Start of Block
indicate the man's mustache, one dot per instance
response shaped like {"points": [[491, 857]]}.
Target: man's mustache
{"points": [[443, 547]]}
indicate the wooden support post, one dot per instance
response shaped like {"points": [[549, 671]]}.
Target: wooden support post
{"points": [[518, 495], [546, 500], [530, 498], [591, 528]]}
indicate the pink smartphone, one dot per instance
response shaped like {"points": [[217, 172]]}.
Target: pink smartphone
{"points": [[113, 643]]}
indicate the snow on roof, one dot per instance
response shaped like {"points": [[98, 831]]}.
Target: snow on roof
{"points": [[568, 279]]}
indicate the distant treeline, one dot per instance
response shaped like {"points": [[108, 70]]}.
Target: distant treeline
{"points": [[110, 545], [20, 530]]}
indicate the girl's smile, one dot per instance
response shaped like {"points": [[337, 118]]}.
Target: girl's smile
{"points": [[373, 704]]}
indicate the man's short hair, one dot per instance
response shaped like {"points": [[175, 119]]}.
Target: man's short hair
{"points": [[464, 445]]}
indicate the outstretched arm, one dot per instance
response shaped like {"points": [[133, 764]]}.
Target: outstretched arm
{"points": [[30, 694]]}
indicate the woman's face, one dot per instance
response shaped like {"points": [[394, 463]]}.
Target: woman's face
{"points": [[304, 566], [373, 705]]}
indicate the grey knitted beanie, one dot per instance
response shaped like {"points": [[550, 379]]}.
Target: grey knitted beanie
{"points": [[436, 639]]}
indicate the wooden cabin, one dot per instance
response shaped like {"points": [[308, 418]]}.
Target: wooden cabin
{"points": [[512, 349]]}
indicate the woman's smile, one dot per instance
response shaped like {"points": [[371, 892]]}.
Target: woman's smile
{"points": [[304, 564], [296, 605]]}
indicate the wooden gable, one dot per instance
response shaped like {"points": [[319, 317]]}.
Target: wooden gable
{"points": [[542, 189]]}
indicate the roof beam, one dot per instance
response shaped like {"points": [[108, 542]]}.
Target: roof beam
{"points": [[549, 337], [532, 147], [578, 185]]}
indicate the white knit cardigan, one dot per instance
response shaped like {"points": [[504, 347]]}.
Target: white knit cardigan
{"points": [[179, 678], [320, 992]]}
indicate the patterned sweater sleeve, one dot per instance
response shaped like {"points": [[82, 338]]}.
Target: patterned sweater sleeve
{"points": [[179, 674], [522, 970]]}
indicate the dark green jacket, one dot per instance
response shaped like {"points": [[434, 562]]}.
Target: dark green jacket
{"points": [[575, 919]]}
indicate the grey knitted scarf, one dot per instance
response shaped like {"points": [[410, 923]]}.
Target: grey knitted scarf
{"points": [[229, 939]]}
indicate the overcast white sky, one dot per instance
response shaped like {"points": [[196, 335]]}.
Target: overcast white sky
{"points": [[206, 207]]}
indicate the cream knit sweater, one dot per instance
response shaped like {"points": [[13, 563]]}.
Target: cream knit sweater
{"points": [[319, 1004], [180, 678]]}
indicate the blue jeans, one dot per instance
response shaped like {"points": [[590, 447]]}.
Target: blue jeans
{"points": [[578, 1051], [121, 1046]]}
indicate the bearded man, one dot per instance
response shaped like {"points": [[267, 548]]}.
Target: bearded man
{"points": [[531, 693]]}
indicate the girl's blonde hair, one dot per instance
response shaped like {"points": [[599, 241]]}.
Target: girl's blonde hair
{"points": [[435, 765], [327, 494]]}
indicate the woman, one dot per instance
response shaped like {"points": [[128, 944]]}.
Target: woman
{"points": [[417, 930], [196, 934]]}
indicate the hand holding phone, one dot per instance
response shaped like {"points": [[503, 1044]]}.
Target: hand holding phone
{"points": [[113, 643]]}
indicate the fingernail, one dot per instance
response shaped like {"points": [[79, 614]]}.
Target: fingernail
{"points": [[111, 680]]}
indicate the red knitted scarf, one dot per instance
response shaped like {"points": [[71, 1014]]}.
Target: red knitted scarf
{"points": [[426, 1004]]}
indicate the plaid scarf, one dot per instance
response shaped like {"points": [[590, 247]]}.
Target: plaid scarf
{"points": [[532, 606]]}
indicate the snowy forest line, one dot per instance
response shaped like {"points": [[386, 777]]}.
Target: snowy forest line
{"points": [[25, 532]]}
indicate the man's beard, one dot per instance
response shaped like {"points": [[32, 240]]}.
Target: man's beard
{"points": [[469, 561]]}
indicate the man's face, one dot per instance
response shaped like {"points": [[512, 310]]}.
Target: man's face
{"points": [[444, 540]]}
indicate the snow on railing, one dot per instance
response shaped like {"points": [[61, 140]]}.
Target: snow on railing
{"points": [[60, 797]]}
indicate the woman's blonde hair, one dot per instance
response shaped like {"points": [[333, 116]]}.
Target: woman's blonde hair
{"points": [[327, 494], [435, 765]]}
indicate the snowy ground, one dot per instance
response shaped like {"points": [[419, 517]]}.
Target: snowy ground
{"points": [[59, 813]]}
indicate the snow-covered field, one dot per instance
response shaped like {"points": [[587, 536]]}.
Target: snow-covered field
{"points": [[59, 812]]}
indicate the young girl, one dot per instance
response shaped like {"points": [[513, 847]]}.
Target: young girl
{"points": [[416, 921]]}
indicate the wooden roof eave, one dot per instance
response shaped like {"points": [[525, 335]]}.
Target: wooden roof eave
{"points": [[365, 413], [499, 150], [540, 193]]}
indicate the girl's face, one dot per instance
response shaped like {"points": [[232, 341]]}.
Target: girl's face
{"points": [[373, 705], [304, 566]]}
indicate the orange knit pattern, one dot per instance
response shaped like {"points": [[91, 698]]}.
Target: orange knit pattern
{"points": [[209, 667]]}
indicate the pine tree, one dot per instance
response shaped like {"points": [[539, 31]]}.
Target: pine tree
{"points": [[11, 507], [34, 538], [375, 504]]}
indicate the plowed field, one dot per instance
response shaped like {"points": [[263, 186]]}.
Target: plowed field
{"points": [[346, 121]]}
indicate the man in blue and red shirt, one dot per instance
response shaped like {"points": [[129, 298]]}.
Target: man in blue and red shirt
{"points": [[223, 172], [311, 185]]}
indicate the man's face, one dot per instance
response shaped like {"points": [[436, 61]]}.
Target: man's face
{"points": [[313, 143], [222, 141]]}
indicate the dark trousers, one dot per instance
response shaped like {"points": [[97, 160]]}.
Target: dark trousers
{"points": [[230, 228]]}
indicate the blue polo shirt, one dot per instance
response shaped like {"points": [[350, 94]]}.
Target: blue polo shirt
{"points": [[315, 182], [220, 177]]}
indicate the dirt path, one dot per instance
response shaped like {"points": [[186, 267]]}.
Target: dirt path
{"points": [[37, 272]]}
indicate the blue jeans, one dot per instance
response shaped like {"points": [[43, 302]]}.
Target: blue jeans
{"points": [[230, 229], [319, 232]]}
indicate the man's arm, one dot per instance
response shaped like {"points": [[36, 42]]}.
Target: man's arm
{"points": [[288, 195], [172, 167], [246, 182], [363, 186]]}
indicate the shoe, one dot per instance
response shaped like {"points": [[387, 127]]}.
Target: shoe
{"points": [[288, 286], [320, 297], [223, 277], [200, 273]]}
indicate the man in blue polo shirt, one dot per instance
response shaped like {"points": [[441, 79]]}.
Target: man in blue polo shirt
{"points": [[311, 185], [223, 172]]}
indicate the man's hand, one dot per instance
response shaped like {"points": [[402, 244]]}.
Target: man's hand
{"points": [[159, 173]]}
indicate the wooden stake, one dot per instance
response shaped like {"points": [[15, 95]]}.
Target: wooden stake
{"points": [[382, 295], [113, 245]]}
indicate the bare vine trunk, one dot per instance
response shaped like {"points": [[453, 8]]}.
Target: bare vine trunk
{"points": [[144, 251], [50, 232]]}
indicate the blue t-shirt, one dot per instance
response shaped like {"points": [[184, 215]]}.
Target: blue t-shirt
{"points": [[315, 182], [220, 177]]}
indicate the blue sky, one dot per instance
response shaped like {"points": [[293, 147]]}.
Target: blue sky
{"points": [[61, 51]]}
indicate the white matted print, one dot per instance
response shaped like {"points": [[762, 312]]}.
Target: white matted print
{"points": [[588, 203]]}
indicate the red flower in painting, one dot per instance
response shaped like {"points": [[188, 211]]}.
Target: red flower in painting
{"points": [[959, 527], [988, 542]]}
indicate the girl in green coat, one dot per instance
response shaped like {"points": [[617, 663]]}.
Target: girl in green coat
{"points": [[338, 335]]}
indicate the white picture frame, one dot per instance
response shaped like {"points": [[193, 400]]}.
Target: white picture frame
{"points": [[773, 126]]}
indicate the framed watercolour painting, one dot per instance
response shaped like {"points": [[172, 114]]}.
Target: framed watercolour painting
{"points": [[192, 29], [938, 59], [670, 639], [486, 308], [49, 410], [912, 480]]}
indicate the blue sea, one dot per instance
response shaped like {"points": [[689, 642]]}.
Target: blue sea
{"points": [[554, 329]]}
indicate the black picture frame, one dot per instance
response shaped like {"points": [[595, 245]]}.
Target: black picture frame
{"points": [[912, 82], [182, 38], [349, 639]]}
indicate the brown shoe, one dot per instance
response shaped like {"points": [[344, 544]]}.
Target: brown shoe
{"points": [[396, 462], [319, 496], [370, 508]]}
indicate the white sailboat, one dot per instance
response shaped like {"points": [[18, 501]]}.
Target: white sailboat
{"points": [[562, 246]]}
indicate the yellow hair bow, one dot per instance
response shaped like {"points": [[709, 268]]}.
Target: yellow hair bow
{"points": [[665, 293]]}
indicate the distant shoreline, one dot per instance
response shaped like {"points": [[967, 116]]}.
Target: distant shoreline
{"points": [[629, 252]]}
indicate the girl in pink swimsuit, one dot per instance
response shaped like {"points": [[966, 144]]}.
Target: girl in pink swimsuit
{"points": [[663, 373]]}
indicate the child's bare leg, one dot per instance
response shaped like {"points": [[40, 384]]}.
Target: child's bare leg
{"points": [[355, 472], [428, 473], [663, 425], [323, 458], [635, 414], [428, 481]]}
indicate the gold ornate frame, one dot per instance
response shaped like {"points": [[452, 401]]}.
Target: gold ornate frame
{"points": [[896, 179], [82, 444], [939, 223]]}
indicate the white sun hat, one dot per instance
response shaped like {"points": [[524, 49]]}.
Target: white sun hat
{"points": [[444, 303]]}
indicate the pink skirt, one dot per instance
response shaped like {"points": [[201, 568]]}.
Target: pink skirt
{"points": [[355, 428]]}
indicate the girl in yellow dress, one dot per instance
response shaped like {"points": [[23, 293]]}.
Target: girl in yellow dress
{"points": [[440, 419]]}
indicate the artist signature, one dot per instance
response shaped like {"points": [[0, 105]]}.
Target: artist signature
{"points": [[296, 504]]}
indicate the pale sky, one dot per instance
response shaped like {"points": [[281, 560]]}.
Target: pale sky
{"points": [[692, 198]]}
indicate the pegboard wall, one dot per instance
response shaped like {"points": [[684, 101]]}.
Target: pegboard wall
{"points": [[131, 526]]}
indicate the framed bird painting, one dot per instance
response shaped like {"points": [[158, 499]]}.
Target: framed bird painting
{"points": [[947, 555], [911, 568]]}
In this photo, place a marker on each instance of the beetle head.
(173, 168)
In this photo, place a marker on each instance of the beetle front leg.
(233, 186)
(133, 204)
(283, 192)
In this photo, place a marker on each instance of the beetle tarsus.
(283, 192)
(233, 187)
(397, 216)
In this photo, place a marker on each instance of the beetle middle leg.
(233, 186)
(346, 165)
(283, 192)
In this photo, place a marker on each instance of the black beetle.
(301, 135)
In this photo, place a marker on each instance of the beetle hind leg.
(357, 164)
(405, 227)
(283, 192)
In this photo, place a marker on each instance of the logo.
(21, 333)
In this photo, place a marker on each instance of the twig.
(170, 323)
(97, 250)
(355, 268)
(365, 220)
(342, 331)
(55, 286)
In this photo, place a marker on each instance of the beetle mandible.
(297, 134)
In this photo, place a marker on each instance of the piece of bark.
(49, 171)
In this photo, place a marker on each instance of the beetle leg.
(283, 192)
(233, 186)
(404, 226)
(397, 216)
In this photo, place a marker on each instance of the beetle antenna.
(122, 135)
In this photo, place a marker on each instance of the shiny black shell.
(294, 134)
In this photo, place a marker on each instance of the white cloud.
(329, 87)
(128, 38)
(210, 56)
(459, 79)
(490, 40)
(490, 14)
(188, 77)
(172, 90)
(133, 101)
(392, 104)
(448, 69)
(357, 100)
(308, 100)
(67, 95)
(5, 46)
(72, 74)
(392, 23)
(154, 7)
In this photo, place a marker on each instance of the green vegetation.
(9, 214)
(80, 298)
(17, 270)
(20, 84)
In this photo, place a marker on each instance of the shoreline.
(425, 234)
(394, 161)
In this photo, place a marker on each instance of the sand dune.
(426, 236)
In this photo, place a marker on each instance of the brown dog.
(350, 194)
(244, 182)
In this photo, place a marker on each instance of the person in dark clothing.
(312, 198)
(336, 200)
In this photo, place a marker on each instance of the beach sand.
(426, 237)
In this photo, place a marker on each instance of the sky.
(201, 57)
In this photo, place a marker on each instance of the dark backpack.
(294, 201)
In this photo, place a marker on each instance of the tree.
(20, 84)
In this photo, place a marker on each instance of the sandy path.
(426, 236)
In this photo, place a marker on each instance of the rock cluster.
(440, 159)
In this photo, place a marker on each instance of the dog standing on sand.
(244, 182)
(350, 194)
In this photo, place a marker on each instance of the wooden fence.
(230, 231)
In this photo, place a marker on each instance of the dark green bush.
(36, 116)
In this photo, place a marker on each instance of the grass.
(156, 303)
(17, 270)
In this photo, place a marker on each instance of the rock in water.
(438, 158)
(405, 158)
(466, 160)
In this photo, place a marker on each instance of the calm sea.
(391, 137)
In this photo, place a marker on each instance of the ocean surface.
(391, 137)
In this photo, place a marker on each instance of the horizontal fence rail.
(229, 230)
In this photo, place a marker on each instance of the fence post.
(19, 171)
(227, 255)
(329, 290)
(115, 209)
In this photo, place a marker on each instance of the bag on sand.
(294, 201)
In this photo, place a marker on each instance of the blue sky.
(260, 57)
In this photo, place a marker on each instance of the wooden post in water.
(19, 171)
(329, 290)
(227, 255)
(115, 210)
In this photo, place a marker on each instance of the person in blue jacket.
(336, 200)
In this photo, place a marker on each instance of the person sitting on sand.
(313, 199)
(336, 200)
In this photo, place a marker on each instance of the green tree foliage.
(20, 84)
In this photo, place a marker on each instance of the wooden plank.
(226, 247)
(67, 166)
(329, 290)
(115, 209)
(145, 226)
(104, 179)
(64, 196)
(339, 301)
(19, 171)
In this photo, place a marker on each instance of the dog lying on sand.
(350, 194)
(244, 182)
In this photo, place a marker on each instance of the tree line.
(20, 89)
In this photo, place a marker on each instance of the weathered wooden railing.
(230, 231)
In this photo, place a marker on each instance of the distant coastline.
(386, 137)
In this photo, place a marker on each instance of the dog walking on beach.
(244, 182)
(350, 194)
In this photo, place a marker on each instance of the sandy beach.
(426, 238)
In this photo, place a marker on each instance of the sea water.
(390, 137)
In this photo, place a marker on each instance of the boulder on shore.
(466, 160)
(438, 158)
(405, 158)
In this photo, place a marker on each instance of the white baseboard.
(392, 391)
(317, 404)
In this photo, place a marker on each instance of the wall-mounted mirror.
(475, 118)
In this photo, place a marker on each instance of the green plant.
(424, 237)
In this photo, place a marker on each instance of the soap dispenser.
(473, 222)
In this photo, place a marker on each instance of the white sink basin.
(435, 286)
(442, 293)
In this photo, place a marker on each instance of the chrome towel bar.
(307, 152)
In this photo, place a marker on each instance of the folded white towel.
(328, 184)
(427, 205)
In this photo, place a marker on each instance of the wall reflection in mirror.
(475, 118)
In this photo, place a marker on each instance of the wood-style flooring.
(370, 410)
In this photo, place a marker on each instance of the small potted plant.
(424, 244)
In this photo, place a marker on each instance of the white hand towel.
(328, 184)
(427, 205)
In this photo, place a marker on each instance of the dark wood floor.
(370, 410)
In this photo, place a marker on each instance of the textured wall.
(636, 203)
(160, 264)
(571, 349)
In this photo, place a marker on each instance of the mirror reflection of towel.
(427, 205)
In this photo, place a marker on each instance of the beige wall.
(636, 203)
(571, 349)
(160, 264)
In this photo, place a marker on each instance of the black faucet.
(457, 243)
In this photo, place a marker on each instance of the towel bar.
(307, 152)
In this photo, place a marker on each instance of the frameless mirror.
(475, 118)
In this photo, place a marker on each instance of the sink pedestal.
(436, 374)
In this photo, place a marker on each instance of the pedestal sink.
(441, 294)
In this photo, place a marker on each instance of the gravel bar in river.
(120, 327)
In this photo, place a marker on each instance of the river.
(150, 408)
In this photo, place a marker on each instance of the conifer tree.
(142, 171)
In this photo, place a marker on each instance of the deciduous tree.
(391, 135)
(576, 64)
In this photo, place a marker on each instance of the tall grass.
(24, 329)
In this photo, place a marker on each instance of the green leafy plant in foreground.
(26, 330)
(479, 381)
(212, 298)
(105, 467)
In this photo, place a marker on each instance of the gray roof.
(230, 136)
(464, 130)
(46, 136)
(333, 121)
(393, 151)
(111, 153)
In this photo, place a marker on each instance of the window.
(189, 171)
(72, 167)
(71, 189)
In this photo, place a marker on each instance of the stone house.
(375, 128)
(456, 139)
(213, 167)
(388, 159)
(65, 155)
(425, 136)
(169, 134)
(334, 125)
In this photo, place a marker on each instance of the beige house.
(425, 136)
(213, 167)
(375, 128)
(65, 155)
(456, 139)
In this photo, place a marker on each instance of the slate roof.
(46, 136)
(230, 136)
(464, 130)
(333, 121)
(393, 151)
End of Block
__What the task requires__: Send back exactly the lines of the listing above starting at the one with "Target: wooden cabin" and ending at the one with "indicate the white knit", inclusive, and no others.

__Response to this exercise__:
Target: wooden cabin
{"points": [[512, 349]]}
indicate the woman's smile, one dot per instance
response shaped like {"points": [[371, 892]]}.
Target: woman's smile
{"points": [[304, 564], [296, 605]]}
indicate the wooden gable, one dot per instance
response shaped like {"points": [[319, 317]]}.
Target: wooden gable
{"points": [[542, 189]]}
indicate the roof beam, one dot per instance
response shaped like {"points": [[108, 542]]}.
Target: roof beam
{"points": [[549, 337], [532, 147], [578, 185]]}
indicate the white knit cardigan, one dot per instance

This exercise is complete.